▶ INSTRUCTIONS FOR THE TASK
Below are the records; copy every line in them that holds the string "negative".

::: EXCERPTED DATA

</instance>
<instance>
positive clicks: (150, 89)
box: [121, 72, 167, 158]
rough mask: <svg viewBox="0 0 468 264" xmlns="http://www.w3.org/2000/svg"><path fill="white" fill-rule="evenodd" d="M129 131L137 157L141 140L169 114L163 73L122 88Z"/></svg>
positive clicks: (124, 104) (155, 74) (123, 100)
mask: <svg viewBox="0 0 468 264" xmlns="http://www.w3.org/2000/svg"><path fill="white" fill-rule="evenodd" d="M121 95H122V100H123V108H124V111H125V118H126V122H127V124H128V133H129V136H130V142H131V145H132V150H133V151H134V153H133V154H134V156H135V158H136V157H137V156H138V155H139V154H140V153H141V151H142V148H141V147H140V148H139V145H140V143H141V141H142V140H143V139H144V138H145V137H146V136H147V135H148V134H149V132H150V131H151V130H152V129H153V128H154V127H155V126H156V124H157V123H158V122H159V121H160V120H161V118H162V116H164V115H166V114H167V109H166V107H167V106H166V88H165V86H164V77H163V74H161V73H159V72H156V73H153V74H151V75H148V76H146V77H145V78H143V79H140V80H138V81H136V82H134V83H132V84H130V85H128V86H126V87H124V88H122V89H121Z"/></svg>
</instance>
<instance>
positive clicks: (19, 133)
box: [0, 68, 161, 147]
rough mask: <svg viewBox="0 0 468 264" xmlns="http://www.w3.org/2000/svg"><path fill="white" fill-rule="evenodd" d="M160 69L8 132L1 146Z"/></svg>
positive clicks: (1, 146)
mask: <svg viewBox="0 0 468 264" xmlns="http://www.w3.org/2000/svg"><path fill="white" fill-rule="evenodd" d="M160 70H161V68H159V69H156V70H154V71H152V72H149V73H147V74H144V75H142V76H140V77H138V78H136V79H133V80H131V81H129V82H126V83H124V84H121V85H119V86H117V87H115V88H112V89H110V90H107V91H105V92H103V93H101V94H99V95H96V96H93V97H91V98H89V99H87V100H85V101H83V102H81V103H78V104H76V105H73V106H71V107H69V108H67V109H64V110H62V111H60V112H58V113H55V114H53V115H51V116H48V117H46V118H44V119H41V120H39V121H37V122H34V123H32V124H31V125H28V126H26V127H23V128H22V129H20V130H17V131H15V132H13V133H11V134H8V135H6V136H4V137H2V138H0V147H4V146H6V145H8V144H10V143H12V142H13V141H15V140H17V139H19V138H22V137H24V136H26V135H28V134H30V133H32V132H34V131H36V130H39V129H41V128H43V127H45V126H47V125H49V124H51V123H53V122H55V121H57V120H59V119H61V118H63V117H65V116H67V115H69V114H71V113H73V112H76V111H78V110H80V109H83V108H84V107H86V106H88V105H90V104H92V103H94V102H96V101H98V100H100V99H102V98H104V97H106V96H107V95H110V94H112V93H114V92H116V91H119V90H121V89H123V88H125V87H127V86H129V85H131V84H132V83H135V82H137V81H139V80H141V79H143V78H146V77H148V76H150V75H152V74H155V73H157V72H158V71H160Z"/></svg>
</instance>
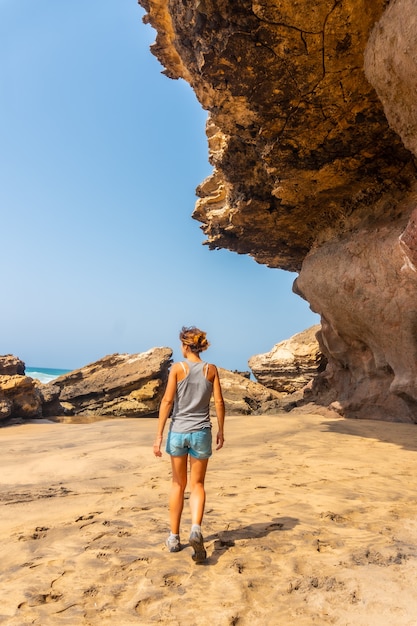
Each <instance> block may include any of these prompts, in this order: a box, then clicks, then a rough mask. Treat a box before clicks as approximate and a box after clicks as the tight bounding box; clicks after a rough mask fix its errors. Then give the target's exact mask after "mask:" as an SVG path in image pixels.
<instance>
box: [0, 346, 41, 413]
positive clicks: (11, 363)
mask: <svg viewBox="0 0 417 626" xmlns="http://www.w3.org/2000/svg"><path fill="white" fill-rule="evenodd" d="M24 374H25V364H24V362H23V361H21V360H20V359H19V358H18V357H15V356H13V355H11V354H6V355H4V356H0V420H6V419H11V418H23V419H28V418H33V417H40V416H41V415H42V399H41V395H40V393H39V390H38V388H37V385H36V382H35V381H34V380H33V379H32V378H29V377H28V376H25V375H24Z"/></svg>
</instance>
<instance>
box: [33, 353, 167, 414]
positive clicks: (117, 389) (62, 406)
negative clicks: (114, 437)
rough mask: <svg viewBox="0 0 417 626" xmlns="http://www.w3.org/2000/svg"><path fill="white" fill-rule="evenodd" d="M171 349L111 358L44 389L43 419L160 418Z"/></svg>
mask: <svg viewBox="0 0 417 626" xmlns="http://www.w3.org/2000/svg"><path fill="white" fill-rule="evenodd" d="M171 357H172V350H171V349H170V348H153V349H152V350H148V351H147V352H142V353H140V354H112V355H110V356H106V357H104V358H103V359H100V360H99V361H96V362H95V363H91V364H90V365H86V366H85V367H82V368H81V369H78V370H74V371H73V372H70V373H69V374H65V375H64V376H60V377H59V378H56V379H55V380H53V381H52V382H50V383H48V384H47V385H42V386H41V393H42V398H43V415H44V416H59V415H82V416H91V415H94V416H107V417H152V416H155V415H157V413H158V409H159V403H160V400H161V398H162V395H163V392H164V389H165V385H166V381H167V378H168V370H169V366H170V364H171Z"/></svg>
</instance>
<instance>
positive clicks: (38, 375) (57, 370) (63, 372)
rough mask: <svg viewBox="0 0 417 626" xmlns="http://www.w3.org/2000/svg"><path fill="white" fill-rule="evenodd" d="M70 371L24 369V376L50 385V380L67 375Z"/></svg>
mask: <svg viewBox="0 0 417 626" xmlns="http://www.w3.org/2000/svg"><path fill="white" fill-rule="evenodd" d="M71 371H72V370H60V369H53V368H51V367H26V368H25V374H26V376H30V377H31V378H37V379H38V380H40V381H41V383H50V382H51V380H54V379H55V378H58V376H62V374H68V372H71Z"/></svg>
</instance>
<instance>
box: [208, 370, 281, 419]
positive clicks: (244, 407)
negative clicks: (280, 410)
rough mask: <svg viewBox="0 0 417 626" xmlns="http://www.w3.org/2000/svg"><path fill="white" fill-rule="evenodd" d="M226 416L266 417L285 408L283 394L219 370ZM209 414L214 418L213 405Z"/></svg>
mask: <svg viewBox="0 0 417 626" xmlns="http://www.w3.org/2000/svg"><path fill="white" fill-rule="evenodd" d="M219 378H220V382H221V386H222V391H223V398H224V404H225V408H226V415H267V414H274V413H278V412H279V411H280V410H282V409H285V410H286V408H287V401H286V398H285V394H282V393H278V392H277V391H276V390H275V389H268V388H267V387H265V386H264V385H262V384H260V383H258V382H254V381H252V380H249V379H248V378H247V377H246V376H242V375H241V374H238V373H236V372H230V371H228V370H225V369H223V368H219ZM211 413H212V415H213V416H214V415H215V412H214V403H213V402H212V406H211Z"/></svg>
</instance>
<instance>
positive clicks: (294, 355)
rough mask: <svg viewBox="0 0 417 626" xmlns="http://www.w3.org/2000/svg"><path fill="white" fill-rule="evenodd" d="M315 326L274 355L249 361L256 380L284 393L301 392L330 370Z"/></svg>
mask: <svg viewBox="0 0 417 626" xmlns="http://www.w3.org/2000/svg"><path fill="white" fill-rule="evenodd" d="M319 330H320V326H318V325H317V326H312V327H311V328H308V329H307V330H305V331H303V332H302V333H298V334H297V335H294V336H293V337H290V338H289V339H286V340H285V341H281V342H280V343H277V344H276V345H275V346H274V347H273V348H272V350H271V351H270V352H267V353H266V354H258V355H256V356H253V357H251V358H250V359H249V367H250V368H251V370H252V372H253V374H254V376H255V378H256V380H257V381H258V382H260V383H261V384H262V385H265V387H268V388H270V389H275V391H279V392H280V393H286V394H288V393H289V394H292V393H294V392H295V391H301V390H302V389H304V387H306V385H308V384H309V383H310V382H311V381H312V380H314V379H315V378H316V376H317V375H318V374H319V373H321V372H323V371H324V370H325V369H326V365H327V360H326V358H325V357H324V355H323V354H322V352H321V351H320V346H319V343H318V340H317V336H316V335H317V333H318V332H319Z"/></svg>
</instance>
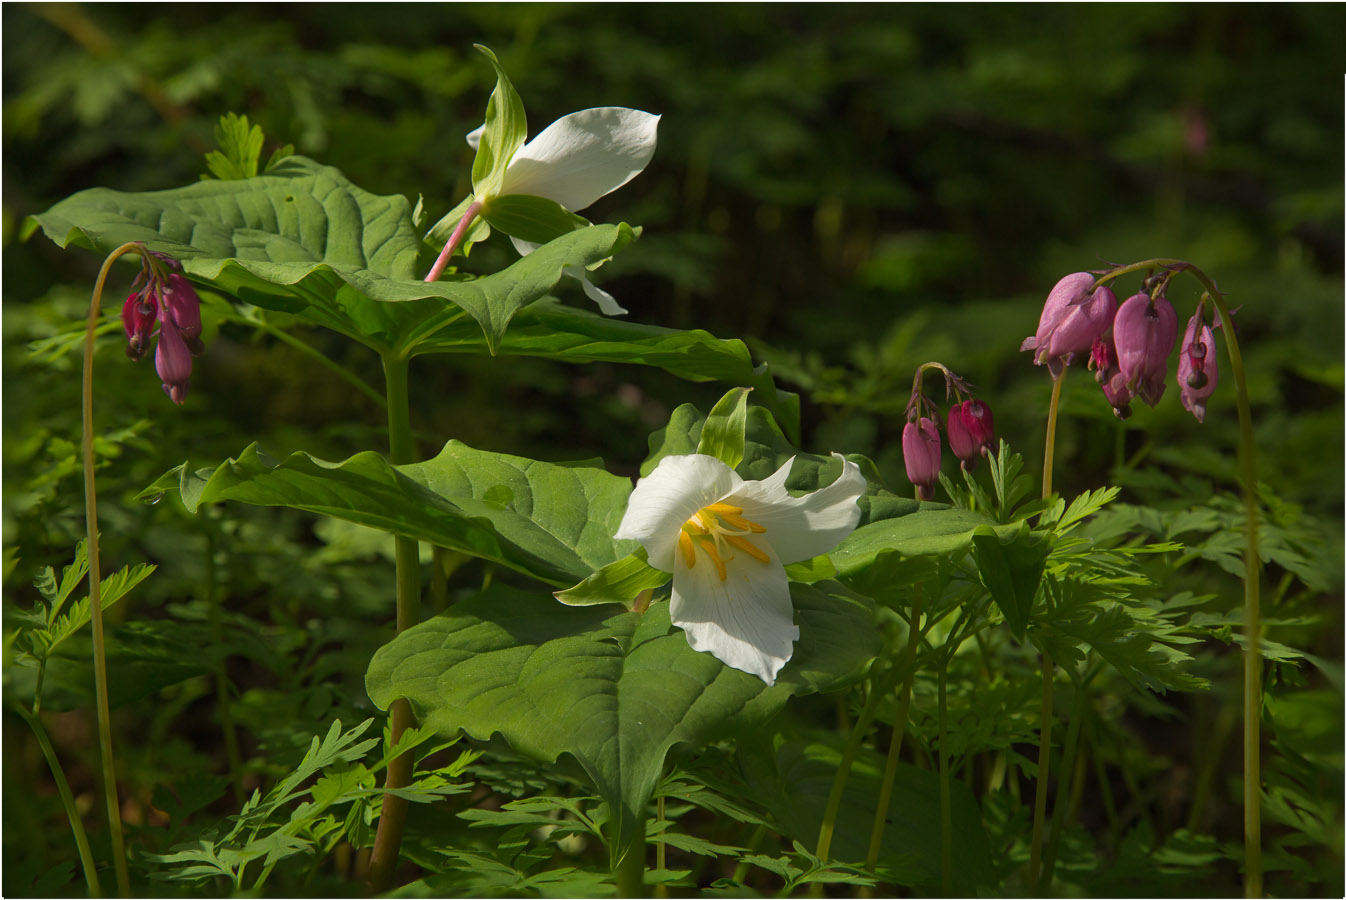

::::::

▶ EXPECTED ANSWER
negative clicks: (114, 437)
negative clicks: (280, 410)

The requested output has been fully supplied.